Objectives: We evaluated whether carotid intima-media thickness (CIMT) and the presence or absence of plaque improved coronary heart disease (CHD) risk prediction when added to traditional risk factors (TRF).
Background: Traditional CHD risk prediction schemes need further improvement as the majority of the CHD events occur in the "low" and "intermediate" risk groups. On an ultrasound scan, CIMT and presence of plaque are associated with CHD, and therefore could potentially help improve CHD risk prediction.
Methods: Risk prediction models (overall, and in men and women) considered included TRF only, TRF plus CIMT, TRF plus plaque, and TRF plus CIMT plus plaque. Model predictivity was determined by calculating the area under the receiver-operating characteristic curve (AUC) adjusted for optimism. Cox proportional hazards models were used to estimate 10-year CHD risk for each model, and the number of subjects reclassified was determined. Observed events were compared with expected events, and the net reclassification index was calculated.
Results: Of 13,145 eligible subjects (5,682 men, 7,463 women), approximately 23% were reclassified by adding CIMT plus plaque information. Overall, the CIMT plus TRF plus plaque model provided the most improvement in AUC, which increased from 0.742 (TRF only) to 0.755 (95% confidence interval for the difference in adjusted AUC: 0.008 to 0.017) in the overall sample. Similarly, the CIMT plus TRF plus plaque model had the best net reclassification index of 9.9% in the overall population. Sex-specific analyses are presented in the manuscript.
Conclusions: Adding plaque and CIMT to TRF improves CHD risk prediction in the ARIC (Atherosclerosis Risk In Communities) study.

(Saved entries)
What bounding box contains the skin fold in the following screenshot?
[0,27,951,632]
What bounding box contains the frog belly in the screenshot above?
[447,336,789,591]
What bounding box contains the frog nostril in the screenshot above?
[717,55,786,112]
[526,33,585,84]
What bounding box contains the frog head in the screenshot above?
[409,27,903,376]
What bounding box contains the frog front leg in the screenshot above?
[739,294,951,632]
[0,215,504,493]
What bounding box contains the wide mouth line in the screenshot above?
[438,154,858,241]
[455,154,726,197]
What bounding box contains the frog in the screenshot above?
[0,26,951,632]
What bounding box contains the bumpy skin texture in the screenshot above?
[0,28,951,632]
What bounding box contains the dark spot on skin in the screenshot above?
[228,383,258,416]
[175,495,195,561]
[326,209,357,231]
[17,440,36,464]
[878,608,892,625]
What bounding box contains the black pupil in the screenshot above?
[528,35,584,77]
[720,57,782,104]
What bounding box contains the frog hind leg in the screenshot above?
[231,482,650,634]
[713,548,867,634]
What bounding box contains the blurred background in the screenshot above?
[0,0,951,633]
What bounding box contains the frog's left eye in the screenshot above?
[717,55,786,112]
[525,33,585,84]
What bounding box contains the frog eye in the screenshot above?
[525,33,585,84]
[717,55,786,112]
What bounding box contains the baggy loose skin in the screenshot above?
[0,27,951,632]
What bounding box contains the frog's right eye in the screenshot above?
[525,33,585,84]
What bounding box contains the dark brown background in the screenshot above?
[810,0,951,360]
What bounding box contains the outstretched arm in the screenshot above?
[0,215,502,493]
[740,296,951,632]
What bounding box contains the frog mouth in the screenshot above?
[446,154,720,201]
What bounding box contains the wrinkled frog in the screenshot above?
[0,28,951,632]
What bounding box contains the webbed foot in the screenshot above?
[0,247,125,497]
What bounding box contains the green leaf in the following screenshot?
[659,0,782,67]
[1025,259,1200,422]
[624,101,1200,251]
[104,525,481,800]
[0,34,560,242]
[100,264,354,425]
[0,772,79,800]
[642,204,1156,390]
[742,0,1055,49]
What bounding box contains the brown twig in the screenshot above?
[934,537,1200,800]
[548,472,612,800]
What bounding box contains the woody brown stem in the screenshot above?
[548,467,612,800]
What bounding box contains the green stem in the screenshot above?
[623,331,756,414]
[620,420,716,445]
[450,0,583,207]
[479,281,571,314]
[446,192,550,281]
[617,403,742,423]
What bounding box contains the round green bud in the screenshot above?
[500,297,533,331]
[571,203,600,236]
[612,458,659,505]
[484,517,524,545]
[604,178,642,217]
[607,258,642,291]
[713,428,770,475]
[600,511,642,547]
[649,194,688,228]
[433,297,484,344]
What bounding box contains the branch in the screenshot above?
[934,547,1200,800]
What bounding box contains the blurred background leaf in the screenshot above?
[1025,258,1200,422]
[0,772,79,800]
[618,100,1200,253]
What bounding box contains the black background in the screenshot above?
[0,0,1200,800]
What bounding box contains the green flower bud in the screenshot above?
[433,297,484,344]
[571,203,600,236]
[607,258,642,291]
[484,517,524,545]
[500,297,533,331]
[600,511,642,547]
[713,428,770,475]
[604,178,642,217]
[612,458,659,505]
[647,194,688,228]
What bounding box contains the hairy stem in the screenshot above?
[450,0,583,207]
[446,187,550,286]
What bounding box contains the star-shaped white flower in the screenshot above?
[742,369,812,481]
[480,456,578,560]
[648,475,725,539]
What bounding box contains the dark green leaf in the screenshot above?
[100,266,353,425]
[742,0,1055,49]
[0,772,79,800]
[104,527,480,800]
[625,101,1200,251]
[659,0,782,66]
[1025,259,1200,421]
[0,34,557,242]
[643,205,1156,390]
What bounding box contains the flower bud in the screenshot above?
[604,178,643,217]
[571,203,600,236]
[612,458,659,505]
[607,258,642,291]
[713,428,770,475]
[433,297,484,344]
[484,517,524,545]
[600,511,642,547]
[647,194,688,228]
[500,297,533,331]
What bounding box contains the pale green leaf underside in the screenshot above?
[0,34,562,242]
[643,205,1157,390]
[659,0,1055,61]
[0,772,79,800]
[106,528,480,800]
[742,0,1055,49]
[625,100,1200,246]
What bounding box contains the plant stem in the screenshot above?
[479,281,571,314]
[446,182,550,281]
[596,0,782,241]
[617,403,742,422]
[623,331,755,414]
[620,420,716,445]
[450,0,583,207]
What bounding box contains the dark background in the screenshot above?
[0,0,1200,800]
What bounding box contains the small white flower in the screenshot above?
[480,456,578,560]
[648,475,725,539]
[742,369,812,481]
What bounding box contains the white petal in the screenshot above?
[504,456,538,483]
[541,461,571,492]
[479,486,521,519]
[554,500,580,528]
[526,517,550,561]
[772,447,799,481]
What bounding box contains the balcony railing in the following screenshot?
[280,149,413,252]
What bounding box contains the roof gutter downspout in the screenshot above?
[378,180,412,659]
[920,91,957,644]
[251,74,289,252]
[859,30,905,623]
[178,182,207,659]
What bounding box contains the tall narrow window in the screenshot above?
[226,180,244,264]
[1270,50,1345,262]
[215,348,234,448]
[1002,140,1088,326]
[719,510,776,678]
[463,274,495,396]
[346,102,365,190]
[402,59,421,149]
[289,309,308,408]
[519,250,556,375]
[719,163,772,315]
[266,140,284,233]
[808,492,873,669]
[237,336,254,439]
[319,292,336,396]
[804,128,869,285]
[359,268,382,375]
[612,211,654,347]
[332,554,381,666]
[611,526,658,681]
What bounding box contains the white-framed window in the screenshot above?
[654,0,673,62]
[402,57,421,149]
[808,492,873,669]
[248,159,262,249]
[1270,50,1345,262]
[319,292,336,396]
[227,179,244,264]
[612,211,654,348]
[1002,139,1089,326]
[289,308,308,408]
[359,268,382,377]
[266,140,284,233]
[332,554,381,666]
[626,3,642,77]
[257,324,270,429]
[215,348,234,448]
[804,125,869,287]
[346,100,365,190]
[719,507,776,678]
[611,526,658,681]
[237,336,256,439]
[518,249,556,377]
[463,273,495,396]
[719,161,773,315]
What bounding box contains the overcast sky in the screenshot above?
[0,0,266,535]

> **Task item A**
In the abstract, what net reclassification index did the CIMT plus TRF plus plaque model reach in the overall population?
> **Task item B**
Write out the stretch of the abstract from "Objectives: We evaluated" through "CHD risk prediction.".

> **Problem solution A**
9.9%

> **Problem solution B**
Objectives: We evaluated whether carotid intima-media thickness (CIMT) and the presence or absence of plaque improved coronary heart disease (CHD) risk prediction when added to traditional risk factors (TRF).
Background: Traditional CHD risk prediction schemes need further improvement as the majority of the CHD events occur in the "low" and "intermediate" risk groups. On an ultrasound scan, CIMT and presence of plaque are associated with CHD, and therefore could potentially help improve CHD risk prediction.